New Inhaler Could Curb Suicide Rate

Device In Clinical Trial Stage

Researchers are testing a new inhaler that could deliver mood-stabilizing medication, curbing the climbing suicide trend among soldiers.

Michael Kubek, a professor with the IU School of Medicine, is testing the device in clinical trials.

"It'll be a rechargeable device. And what it does, it atomizes. All you do is breathe," Kubek told RTV6's Stacia Matthews.

The device will release the appropriate dose of a chemical that Kubek helped discover in the brain and, unlike pills and injections, the drug won't metabolize before reaching its destination.

"It stabilizes you, and that's where we think this is unique," Kubek said. "It's something that will stabilize your mood."

Kubek said it will take at least three years to complete his research.

The device will be about the size of a cigarette pack so it can easily fit into a pocket.

Kubek's research has been funded by a $3 million research grant from the Army, which has a special interest in suicide prevention. Suicides among U.S. troops average about one per day.

In addition to traumatic brain injuries, the Army said other reasons for the trend include combat pressure, post-traumatic stress, substance abuse, financial problems and failed relationships.

Greg Keesling's son Chance committed suicide during his second tour in Iraq.

"June 19, 2009. It was a bad day, just a bad day," Keesling said.

Kubek said the device's impact has the potential to be far reaching.

Every year 830 Hoosiers take their own lives -- more than double the number of homicides in Indiana.

Anti-suicide advocates said the inhaler offers hope.

"Although it's very early in the development stages for us to truly comment on the effectiveness, we are certainly excited about the opportunity to see suicide loss reduced," said Lisa Brittain, with the American Foundation for Suicide Prevention.

"Maybe it'll work," Keesling said. "I'm for anything¬Ö because I'd love to have my son back."

_Task:_
Reproduce the part of the inhaler article starting with "In addition to" and going on through "and failed relationships.". The data that comes next is separate from the inhaler article.

_Records:_
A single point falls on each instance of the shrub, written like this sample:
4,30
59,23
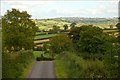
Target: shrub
14,63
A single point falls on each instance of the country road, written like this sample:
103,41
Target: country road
43,69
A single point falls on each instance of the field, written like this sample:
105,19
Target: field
47,24
46,36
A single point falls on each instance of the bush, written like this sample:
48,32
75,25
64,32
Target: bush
14,63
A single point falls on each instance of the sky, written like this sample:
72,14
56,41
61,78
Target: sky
44,9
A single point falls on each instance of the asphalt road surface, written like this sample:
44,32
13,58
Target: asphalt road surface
43,69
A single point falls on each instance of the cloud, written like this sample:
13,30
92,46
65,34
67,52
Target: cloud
62,8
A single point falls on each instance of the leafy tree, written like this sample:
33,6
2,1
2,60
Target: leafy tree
72,25
65,26
111,26
118,25
18,30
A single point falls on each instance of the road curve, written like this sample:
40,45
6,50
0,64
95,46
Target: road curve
43,69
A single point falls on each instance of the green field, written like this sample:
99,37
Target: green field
38,54
44,36
48,24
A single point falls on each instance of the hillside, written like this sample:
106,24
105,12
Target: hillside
47,24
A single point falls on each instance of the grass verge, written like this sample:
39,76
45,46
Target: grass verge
27,70
61,69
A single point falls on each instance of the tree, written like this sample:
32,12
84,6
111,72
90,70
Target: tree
72,25
18,30
118,25
111,26
65,26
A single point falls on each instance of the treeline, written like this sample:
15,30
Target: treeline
86,52
86,20
18,31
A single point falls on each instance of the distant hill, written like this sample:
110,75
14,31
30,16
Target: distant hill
87,20
100,22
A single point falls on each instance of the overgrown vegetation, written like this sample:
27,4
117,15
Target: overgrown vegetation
14,63
95,54
18,31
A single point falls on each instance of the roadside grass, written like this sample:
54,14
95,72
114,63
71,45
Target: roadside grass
27,70
112,31
37,53
61,69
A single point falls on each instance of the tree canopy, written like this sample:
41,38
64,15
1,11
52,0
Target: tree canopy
18,30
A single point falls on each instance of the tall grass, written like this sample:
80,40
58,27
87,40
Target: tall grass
14,63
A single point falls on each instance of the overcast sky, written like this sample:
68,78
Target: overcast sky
41,9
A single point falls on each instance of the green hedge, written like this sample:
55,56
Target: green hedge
14,63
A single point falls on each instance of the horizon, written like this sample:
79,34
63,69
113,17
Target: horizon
57,9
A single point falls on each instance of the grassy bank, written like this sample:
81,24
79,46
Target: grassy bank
17,64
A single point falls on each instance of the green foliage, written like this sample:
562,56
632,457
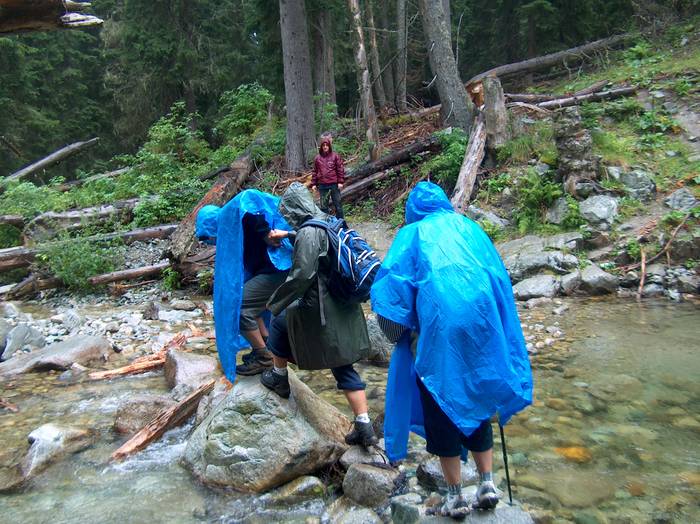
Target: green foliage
75,260
444,167
170,279
535,195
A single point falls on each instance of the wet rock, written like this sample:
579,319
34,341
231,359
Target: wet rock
406,509
539,286
23,335
303,488
49,443
381,347
138,411
369,485
253,440
183,305
682,199
188,370
82,350
599,210
639,184
345,511
429,474
598,282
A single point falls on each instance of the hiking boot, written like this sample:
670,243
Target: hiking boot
486,496
276,382
362,434
254,363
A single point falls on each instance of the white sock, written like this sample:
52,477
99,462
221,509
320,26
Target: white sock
362,417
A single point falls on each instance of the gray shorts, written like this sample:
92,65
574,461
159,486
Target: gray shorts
256,292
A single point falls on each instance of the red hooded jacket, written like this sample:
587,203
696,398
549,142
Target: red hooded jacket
328,168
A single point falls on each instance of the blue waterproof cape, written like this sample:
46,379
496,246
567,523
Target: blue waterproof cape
443,279
225,226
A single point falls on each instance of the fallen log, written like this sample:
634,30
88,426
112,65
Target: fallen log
473,157
164,421
67,186
129,274
52,159
20,256
227,184
591,97
547,61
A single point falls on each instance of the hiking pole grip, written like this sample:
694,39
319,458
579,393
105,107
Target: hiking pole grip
505,461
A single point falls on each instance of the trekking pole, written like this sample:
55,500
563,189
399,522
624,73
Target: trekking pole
505,461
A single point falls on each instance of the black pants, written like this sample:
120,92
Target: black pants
328,192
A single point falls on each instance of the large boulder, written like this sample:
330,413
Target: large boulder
369,485
600,211
253,440
187,371
539,286
598,282
81,350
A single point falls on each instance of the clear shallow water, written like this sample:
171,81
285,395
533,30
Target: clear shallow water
613,434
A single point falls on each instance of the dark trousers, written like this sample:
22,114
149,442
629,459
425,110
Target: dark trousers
328,192
346,377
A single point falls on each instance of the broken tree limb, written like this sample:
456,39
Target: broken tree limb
167,419
591,97
473,157
52,159
547,61
129,274
227,184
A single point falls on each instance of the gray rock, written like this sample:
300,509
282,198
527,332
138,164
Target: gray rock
133,414
381,347
82,350
253,440
682,199
639,184
477,214
369,485
429,474
50,442
571,282
599,210
23,335
539,286
188,370
598,282
183,305
406,509
557,213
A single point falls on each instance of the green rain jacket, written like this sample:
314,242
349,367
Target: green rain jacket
343,339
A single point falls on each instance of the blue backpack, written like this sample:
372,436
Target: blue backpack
354,264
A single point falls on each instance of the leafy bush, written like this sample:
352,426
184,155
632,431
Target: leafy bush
75,260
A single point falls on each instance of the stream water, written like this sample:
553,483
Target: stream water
612,436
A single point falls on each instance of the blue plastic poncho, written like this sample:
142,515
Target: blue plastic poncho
443,278
225,225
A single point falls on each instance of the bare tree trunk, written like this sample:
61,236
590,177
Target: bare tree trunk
374,56
364,83
298,90
402,57
457,108
387,71
324,67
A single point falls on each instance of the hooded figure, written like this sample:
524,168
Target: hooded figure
329,176
223,226
445,284
343,339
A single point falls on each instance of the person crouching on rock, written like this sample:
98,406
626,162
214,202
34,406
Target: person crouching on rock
310,327
444,295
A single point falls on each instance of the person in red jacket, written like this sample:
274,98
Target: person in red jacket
329,176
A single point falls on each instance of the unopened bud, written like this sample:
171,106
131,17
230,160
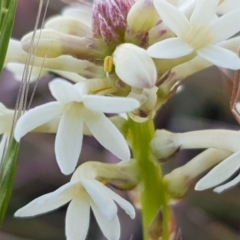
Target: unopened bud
109,20
147,99
142,16
69,25
51,43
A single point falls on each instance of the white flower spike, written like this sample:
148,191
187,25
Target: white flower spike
83,194
134,66
199,34
221,173
76,108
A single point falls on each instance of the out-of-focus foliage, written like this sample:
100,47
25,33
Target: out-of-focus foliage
7,16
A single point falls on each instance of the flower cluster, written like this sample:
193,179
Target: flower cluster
122,57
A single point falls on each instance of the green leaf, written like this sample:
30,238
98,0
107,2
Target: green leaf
7,176
7,16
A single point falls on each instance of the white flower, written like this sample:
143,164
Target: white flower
221,173
77,109
199,34
134,66
228,5
83,194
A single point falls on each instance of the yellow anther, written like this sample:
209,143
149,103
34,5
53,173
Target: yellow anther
108,64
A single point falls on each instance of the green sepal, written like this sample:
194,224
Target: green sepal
7,176
7,17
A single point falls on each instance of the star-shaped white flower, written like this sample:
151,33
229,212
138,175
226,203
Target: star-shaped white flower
77,109
228,5
200,34
83,194
222,172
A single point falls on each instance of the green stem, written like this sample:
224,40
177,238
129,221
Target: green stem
154,193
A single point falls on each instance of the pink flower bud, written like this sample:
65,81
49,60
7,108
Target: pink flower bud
110,20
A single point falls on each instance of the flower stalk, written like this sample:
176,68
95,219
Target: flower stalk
141,135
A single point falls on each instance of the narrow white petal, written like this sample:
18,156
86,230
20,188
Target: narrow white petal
64,91
134,66
220,57
77,219
110,104
220,173
171,16
227,6
127,206
170,48
100,196
226,26
228,185
204,12
68,141
110,228
47,202
107,134
36,117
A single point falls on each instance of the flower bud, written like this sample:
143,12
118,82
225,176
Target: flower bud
147,99
142,74
109,20
50,43
69,25
148,19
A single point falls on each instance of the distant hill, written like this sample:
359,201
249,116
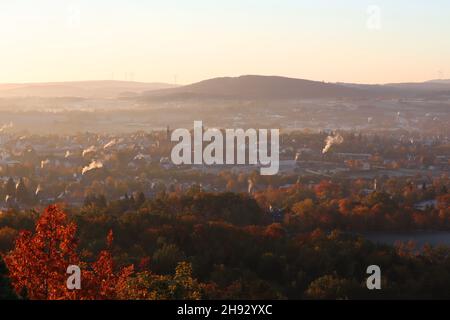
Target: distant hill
259,87
82,89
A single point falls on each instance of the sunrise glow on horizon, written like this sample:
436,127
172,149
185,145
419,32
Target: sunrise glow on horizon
188,41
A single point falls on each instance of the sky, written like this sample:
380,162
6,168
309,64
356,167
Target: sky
184,41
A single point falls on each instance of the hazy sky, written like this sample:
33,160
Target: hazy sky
192,40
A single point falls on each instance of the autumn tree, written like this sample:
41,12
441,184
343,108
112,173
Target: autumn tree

_Result:_
In addition to traumatic brain injuries, the Army said other reasons for the trend include combat pressure, post-traumatic stress, substance abuse, financial problems and failed relationships.